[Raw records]
* * *
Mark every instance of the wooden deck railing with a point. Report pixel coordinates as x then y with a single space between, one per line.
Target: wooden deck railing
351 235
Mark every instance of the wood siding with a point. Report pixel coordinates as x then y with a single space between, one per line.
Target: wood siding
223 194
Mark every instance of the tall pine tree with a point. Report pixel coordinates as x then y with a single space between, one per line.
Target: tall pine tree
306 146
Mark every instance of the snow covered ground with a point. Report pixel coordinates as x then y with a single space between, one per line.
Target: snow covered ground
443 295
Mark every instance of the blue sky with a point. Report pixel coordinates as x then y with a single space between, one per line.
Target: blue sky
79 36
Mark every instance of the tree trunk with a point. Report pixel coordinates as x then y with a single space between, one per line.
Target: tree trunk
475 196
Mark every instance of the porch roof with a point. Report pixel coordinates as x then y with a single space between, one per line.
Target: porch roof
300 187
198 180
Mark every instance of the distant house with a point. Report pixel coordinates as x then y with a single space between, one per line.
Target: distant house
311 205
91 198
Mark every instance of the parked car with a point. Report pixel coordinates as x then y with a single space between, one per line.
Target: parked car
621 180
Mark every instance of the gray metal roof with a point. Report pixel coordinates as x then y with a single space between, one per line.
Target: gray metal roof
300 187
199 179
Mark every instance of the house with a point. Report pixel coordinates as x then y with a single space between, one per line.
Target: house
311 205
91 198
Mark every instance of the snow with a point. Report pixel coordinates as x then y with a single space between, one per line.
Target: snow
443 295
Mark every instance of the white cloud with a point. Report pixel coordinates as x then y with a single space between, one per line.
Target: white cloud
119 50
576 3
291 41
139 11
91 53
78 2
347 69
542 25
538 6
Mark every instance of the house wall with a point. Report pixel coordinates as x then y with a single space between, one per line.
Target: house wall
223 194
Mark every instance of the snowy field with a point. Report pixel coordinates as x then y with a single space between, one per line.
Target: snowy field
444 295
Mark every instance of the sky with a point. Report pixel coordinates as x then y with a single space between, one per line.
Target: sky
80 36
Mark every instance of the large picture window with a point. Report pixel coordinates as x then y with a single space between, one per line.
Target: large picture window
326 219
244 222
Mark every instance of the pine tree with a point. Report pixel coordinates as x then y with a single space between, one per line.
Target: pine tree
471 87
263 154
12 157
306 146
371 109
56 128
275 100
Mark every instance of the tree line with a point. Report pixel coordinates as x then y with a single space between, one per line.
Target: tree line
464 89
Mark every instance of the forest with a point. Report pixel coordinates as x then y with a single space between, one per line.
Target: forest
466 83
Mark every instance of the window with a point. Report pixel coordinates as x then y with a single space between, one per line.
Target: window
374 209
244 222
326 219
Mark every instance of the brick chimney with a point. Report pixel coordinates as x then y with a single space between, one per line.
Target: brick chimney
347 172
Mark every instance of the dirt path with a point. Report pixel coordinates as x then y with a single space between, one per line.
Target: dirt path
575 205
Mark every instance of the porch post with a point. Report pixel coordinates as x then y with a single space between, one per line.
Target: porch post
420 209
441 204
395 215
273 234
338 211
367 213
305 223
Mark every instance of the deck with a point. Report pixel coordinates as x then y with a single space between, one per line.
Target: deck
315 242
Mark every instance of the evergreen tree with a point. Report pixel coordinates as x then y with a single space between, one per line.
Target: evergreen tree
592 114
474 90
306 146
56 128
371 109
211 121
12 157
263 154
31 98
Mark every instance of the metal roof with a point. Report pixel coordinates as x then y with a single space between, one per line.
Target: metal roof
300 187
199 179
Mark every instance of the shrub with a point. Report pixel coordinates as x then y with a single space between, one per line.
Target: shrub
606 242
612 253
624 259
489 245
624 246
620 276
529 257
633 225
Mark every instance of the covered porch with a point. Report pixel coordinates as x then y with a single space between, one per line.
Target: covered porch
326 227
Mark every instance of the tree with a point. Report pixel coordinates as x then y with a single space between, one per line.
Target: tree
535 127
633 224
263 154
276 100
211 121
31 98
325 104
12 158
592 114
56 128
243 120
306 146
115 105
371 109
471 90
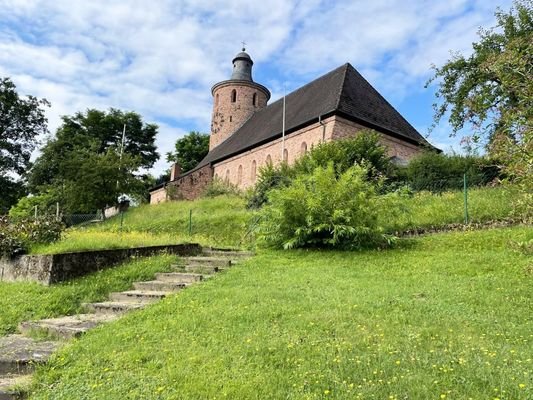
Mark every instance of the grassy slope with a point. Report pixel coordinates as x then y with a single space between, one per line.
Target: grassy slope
449 316
224 221
22 301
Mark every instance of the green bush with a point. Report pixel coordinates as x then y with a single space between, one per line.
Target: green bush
364 148
440 172
17 236
219 187
325 210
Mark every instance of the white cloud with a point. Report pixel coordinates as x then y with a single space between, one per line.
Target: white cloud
160 58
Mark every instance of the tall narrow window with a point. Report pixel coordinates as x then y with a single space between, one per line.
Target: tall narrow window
252 174
239 175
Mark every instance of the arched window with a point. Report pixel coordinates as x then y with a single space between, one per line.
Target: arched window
253 172
239 175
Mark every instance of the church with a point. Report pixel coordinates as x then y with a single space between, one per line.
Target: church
248 133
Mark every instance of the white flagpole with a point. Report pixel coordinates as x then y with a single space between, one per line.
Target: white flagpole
283 127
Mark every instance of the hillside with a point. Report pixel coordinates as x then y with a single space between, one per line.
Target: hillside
443 316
* * *
> [Set task]
Repeat verbatim all the material, but not the pictures.

> [The answer]
Mark every instance of the wooden deck railing with a point. Report pixel coordinates as x then y with a single space between, one per line.
Target: wooden deck railing
351 235
Mark every instance of the wood siding with a point. Report pixel coordinates as x then y with a single space between, one per line.
Target: wood siding
223 194
Mark every instance of the tall pine tree with a point. Report pixel coordinates as x then y with a single space between, one per line.
Target: tall pine tree
306 146
Mark every instance of the snow covered ground with a point. Report pixel coordinates as x then y with a single space between, one per line.
Target: snow covered ground
443 295
Mark every instance of the blue sky with a point. Report pixel coordinates as x then y with a single space between, one per line.
Target: blue sky
79 36
Mark every instance of the tree trunk with a point. Report pixel coordinates as x then y with a single space between, one per line.
Target: tree trunk
475 196
Mark every instance of the porch roof with a point. Report pixel coordinates as x then y with a single space between, one per line.
Target: porch roof
300 187
198 180
Mark every instance of the distant house with a point. Report pixel coordinates as x then y with a single space between, one per line.
Target: distant house
311 205
91 198
Mark every instance of the parked car with a point. Report pixel coordinates as x then y with a single space between, one per line.
Target: parked car
621 180
Mark every instance of the gray metal roof with a point. Report pixel coordinates as x then y with a single space between, one per line.
Target: gray metal roof
300 187
199 179
Mark every instance of the house with a point. Report pixel coordinates as x then y with a single space between, one per line.
Target: house
311 205
91 198
Mark every instance of the snow with a point. Report pixel coordinates as x then y with a single space between, one per line.
Target: snow
443 295
Mark every instance of the white cloud with a point. Report pixel coordinates as x then y with a single space between, one per line.
Target: white cloud
119 50
576 3
291 41
139 11
91 53
78 2
347 69
542 25
538 6
Mark every instance of the house wall with a point. Report pixel coordinates as x then y with a single space between, one per line.
Target: house wall
223 194
Mark every instance of the snowy field with a point. Report pixel coordinates as x then y with a single space between, one per line.
Target: snowy field
444 295
Mark every instance of the sky with a point. Report pixel coordinates as x then y with a single space between, one per line.
Target: sky
80 36
Mark every instance of the large picture window with a point. Report pixel coordinates as x then y with a single space between, one per line.
Target: large picture window
326 219
244 222
Mark every instance of the pine tree with a point. Report pixel coordinates as x then y with a single space between, one per line.
Target: pine tree
471 87
263 154
12 157
306 146
371 109
56 128
275 100
Mark every instance of the tree line with a point. Report pixel coordinates as x then y with a single space between, one per line.
Target: tree line
464 89
Mark every instance of the forest with a point. Report pixel coordinates as x then y with a single space between, one per line.
Target: forest
466 83
Mark every instance of the window with a point. Report pixel coordinates as x then y with a single space between, one per line.
Target: window
374 209
244 222
326 219
Mark every instance of the brick chimney with a point. Report pixel coordinates as x then y with a single space between, one per line.
Target: brick chimney
347 172
Mark every instance of the dirt path with a point. Report pixel coordinates as x then y with a single space between, one per line.
Target: dirt path
575 205
Mark every instance of the porch post with a point. Report pixel coordinates as x then y with a single space between, one per line.
Target: porch post
420 209
441 204
395 215
273 234
338 211
367 213
305 223
Mark every instance of the deck with a point. Report pixel coordinates as x then y with a single space between, one per line.
Target: deck
315 242
Mark every instance of the evergreen tree with a point. Report pixel coordinates as x then y with a single space between, one per line.
Target: evergreen tree
592 114
474 90
306 146
56 128
371 109
211 121
12 157
263 154
31 98
Mark every instance of the metal roof with a point. Report pixel coordinates as x then y with a single space between, one per line.
Target: metal roof
300 187
199 179
Mark every instance of the shrub with a point. Report pixel coordinates as x then y with a single space between, one per line.
Target: shrub
606 242
612 253
624 259
489 245
624 246
620 276
529 257
633 225
Mark every instance of the covered porch with a point. Report pixel coordinates as x then y with a single space between, one per line.
Target: covered porch
326 227
Mark every instance of the tree with a point. Report pixel coordinates as x then y with a single space between, one per line.
Target: tree
535 127
633 224
263 154
276 100
211 121
31 98
325 104
12 158
592 114
56 128
243 120
306 146
115 105
371 109
471 90
Mark every instance of the grassy slope with a point. Report pixel coordinates as x then y with a single space between, one per line.
Target: grassy slope
449 316
224 221
22 301
Mark every instance of the green bush with a point. Report pixel coordinates as x then y with a single space between, one per line.
Target: green bush
364 148
440 172
17 236
219 187
325 210
Mark every instance of the white cloud with a point. Report pixel coordinates as x then y with a single space between, one per line.
Target: white cloud
160 58
Mark every instance of the tall narrow window with a point. Report pixel coordinates as x then y with a single space between, one per line.
Target: tall narrow window
252 174
239 175
Mark every instance of the arched window with a point. Report pixel coordinates as x then y with a single space between, one per line.
Target: arched window
253 172
239 175
Mark every instance of the church with a point. Report pixel coordinates as x then y with a single space between, one per line.
Target: church
248 133
Mark every instance of the white flagpole with a point. Report pixel coordinates as x then y with a single space between, one per line.
Target: white flagpole
283 127
Mark every instance of the hillside with a point. Report pixel coordinates as x then y with a single space between, one per line.
Target: hillside
443 316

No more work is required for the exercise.